[Your goal]
Write out the line that contains "Spot the baseball" and every line after it through the end of the entries, exactly as given and with no other lines.

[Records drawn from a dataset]
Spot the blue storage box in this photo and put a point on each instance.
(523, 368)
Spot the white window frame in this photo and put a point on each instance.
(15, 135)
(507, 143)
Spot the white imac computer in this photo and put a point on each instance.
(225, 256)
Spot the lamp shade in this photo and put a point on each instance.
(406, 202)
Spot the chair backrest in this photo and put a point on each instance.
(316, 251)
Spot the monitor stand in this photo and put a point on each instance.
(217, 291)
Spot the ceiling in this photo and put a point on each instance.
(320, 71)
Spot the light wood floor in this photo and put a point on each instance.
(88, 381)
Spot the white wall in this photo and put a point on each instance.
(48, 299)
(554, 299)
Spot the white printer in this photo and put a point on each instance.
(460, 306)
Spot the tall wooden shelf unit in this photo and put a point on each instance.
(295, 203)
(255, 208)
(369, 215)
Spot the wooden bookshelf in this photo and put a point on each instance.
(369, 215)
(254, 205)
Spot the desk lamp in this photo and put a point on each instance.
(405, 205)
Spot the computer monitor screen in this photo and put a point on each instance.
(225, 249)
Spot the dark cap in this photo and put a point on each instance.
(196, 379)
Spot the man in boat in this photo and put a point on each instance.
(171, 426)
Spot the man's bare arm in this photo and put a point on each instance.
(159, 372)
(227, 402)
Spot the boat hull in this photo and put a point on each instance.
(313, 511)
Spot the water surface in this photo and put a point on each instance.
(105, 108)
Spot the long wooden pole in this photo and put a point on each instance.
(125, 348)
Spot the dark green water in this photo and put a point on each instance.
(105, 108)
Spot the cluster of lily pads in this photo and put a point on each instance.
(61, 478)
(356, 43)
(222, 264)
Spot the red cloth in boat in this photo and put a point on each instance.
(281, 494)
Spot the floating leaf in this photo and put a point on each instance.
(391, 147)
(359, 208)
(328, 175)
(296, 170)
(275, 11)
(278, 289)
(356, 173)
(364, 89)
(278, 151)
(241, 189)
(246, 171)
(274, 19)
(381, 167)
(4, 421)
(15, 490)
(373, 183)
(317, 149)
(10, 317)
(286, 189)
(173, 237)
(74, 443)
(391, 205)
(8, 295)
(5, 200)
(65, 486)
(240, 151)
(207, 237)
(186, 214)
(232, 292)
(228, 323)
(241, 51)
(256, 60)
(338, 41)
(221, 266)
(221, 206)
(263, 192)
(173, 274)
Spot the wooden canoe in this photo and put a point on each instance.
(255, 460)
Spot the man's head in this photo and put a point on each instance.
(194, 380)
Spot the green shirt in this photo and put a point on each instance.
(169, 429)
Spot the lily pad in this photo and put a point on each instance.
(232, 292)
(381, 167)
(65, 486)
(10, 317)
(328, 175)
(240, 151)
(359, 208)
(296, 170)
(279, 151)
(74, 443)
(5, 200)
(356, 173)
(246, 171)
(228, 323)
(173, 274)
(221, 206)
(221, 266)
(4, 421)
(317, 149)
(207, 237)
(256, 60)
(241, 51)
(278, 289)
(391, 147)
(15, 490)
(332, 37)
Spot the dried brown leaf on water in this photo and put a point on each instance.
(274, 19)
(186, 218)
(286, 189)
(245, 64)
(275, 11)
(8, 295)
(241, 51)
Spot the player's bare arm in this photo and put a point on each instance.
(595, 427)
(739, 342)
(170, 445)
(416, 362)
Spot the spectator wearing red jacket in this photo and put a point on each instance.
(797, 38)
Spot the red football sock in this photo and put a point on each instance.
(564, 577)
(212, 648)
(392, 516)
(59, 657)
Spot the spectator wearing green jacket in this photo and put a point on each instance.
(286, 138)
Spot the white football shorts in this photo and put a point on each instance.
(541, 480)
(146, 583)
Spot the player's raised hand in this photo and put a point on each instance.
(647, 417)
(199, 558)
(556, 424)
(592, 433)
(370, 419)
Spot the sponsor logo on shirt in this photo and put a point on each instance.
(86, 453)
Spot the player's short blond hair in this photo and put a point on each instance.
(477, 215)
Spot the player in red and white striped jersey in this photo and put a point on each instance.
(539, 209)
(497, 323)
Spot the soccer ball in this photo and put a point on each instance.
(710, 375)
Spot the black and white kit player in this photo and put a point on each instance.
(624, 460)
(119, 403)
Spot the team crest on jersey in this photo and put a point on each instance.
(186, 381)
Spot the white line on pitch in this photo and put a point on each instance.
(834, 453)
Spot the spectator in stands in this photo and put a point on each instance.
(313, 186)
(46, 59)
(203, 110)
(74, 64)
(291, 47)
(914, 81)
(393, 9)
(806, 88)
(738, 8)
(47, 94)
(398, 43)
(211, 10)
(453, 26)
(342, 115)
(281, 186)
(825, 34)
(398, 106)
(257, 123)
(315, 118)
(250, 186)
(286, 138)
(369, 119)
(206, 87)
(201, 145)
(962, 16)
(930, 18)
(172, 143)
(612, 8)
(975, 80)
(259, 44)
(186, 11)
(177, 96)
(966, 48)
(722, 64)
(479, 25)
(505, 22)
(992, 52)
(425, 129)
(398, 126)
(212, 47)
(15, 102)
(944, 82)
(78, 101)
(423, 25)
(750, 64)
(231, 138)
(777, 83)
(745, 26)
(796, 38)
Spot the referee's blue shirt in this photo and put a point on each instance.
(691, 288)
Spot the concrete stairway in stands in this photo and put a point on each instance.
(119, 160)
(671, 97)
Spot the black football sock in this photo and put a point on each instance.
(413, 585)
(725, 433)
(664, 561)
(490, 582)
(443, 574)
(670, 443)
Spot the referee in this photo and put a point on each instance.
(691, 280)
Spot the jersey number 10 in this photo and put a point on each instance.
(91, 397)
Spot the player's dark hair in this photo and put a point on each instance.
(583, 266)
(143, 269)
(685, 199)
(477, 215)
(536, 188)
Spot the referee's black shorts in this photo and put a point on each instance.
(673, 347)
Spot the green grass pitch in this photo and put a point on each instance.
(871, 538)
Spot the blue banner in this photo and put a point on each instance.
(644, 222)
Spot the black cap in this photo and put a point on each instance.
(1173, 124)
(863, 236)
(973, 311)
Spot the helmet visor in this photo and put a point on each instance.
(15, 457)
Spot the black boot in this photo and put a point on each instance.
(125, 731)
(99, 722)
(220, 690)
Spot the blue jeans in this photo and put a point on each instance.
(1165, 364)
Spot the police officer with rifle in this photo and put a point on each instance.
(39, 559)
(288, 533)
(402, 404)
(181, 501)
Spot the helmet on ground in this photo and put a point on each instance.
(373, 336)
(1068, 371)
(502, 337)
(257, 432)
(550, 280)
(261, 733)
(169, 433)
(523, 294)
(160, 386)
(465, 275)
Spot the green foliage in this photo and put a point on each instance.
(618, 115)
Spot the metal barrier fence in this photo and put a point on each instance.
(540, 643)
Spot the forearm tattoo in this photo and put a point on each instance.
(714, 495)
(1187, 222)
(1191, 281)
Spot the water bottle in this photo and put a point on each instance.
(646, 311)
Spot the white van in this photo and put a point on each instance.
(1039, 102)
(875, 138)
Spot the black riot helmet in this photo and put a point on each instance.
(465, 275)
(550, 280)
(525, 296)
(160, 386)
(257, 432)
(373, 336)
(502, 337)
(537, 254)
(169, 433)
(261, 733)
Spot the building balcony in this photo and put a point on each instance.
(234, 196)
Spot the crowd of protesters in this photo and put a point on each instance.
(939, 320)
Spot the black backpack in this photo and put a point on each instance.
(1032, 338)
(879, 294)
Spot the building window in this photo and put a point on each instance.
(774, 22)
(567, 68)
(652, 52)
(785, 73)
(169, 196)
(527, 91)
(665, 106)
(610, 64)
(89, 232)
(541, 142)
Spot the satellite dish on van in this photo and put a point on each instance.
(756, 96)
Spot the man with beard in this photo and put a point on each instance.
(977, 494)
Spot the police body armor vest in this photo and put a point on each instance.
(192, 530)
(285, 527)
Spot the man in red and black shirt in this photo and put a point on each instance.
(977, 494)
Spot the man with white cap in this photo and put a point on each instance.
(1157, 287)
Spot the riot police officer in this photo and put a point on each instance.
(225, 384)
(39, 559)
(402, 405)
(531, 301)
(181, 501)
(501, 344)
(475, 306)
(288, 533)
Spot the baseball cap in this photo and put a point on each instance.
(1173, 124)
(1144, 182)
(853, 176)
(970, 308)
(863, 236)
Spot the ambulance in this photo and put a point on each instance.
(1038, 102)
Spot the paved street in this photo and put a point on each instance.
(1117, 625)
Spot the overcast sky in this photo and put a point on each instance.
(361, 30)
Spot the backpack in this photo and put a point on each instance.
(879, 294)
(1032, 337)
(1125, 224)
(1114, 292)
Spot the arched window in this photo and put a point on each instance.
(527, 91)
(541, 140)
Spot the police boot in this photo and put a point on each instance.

[Answer box]
Spot the baseball cap in this photo and put a point on each instance.
(1173, 124)
(1144, 182)
(853, 176)
(970, 308)
(863, 236)
Spot the ambulance in this photo and put a point on each instance.
(1038, 102)
Spot the paved street in this photo and put a point on each instance.
(1117, 625)
Spot the overcast sky in this photo and put a point on each instance.
(361, 30)
Spot the backpack in this photo and put a point on each instance.
(879, 294)
(1032, 337)
(1125, 224)
(1114, 292)
Spot the arched window in this photo and put a point on each instance.
(527, 91)
(541, 140)
Spot the police boot in this photo and put a point on each instance.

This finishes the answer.